Classified estimates from Western intelligence services and unclassified
assessments from government and independent experts put the number of
fighters from Europe, North America and Australia who have entered Syria
since 2011 at more than 600. That represents about 10 percent of the
roughly 6,000 foreign fighters who have poured into Syria by way of the
Middle East and North Africa.
Most of the Westerners are self-radicalized and are traveling on their
own initiative to Turkey, where rebel facilitators often link them up
with specific groups, terrorism experts say. Many have joined ranks with
the Qaeda-aligned Nusra Front, which American officials have designated
as a terrorist group.
“The scale of this is completely different from what we’ve experienced
in the past,” Gilles de Kerchove, the European Union’s counterterrorism
coordinator, said at the conference in Aspen.
So far, terrorism experts say, there have been no documented terrorist
plots linked to European or other Western fighters returning from Syria,
but France’s interior minister, Manuel Valls, recently called the
threat “a ticking time bomb.” Security services across Europe are
stepping up their surveillance efforts and seeking ways to make it more
difficult for people suspected of being jihadists to travel to Syria.
European and other Western intelligence agencies are rushing to work
together to track the individuals seeking to cross the border into Syria
from Turkey, though several American officials expressed frustration
that Turkey is not taking more aggressive steps to stem the flow of
Europeans going to fight in Syria.
Hans-Peter Friedrich, Germany’s interior minister, is pushing for an
European Union-wide registry for all foreigners entering the bloc as one
of the measures that will help better track returning radicals.
While such a registry will take time to create and put in place, the
move reflects the level of concern and the understanding among German
security leaders that an individual country’s efforts will be
ineffective without the assistance of its European partners, given the
open borders across much of the Continent.
The German authorities have so far focused domestic efforts on
preventing people suspected of being radicals from leaving the country.
In the northern state of Schleswig-Holstein, the security authorities
this month identified 12 people thought to be radicals, who they said
had given “concrete indications” that they were planning to leave for
Syria.
Because the legal procedure for taking away a passport can be lengthy,
the authorities will often simply pay a personal visit to the suspected
radicals, warning them that the authorities are aware of their plans to
travel to Syria and suggesting that they refrain from so doing.
Authorities believe, however, that in many cases the suspected radicals
sidestep such measures by traveling to a neighboring European Union
country first, and then from there to Turkey, where German citizens can
enter with only a personal identity card. They can then fairly easily
slip over the border into Syria.
Public prosecutors in the Netherlands have said that while the authorities cannot stop would-be jihadists from leaving the country, they can combat recruitment, which is against the law and carries a sentence of up to four years in jail or a fine of more than $100,000.
A precise breakdown of the Western fighters in Syria is difficult to
offer, counterterrorism and intelligence officials said, but their
estimates include about 140 French citizens, 100 Britons, 75 Spaniards,
60 Germans, and as many as a few dozen Canadians and Australians. There
are also fighters from Austria, Belgium, Denmark, Finland, Ireland,
Italy, Norway, Sweden and the Netherlands, according to a study
in April by the International Center for the Study of Radicalization, a
partnership of academic institutions based in London, which estimated
that 140 to 600 Europeans had gone to Syria.

* [DATASET ENTRIES]
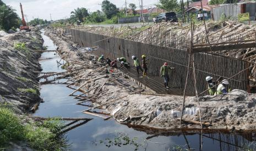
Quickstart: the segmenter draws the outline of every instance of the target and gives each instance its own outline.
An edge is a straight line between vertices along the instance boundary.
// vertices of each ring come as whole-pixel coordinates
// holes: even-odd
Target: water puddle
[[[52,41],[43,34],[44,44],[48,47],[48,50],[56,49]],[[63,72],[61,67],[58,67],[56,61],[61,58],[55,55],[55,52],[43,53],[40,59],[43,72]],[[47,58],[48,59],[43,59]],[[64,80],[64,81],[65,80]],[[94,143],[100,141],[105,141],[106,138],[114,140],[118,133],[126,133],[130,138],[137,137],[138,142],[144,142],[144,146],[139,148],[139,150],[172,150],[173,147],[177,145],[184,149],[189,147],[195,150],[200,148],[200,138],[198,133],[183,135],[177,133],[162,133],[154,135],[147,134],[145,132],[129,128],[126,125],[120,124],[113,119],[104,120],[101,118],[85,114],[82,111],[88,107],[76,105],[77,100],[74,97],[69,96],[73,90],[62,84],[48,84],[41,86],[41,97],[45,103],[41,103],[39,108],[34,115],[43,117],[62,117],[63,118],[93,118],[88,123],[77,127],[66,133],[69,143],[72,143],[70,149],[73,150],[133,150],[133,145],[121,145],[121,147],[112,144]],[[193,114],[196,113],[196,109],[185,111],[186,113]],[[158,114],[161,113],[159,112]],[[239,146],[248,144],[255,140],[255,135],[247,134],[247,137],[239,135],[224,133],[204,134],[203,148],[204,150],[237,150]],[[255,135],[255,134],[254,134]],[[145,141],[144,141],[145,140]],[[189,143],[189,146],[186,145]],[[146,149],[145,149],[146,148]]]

--

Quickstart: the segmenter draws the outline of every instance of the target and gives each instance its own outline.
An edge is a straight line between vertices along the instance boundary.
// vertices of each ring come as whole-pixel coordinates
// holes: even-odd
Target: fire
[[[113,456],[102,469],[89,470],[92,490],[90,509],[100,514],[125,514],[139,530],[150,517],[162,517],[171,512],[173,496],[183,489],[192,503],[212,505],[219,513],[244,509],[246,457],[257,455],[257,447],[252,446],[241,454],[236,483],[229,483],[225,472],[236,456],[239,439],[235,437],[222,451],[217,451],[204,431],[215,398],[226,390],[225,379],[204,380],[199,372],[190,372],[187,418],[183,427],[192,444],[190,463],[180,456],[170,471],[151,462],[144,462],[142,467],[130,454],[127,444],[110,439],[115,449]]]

* * *

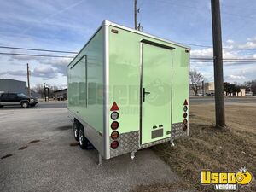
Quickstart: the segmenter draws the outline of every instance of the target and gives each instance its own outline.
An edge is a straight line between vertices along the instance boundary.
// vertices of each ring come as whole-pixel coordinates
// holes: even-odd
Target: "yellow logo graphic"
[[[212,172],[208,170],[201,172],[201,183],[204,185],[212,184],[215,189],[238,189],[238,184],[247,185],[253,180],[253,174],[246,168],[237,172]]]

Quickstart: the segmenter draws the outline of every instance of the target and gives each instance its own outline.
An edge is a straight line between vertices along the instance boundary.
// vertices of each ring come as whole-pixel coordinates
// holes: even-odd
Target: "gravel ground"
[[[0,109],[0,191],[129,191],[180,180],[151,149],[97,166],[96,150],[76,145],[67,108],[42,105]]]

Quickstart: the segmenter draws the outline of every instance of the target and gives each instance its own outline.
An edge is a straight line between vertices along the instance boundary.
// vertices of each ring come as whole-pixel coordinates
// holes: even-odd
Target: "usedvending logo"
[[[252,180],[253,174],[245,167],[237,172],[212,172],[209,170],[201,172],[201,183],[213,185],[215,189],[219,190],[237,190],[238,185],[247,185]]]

* [AIM A] Translate this sentence from the excerpt on Western fighters in Syria into Spanish: "The German authorities have so far focused domestic efforts on preventing people suspected of being radicals from leaving the country."
* [AIM B] List every person named in the excerpt on Western fighters in Syria, along with the position the excerpt gives for each.
* [AIM C]
Answer these questions from the excerpt on Western fighters in Syria:
(i) Roughly how many foreign fighters in all have poured into Syria by way of the Middle East and North Africa?
(ii) In which German state did the security authorities identify 12 people thought to be radicals?
(iii) What is the longest jail sentence for recruitment in the Netherlands?
The rows aren't needed for anything here.

* [RESULT A] Hasta ahora, las autoridades alemanas han centrado sus esfuerzos internos en impedir que las personas sospechosas de ser radicales salgan del país.

* [RESULT B]
- Gilles de Kerchove: the European Union's counterterrorism coordinator
- Manuel Valls: France's interior minister
- Hans-Peter Friedrich: Germany's interior minister

* [RESULT C]
(i) Roughly 6,000.
(ii) Schleswig-Holstein.
(iii) Up to four years.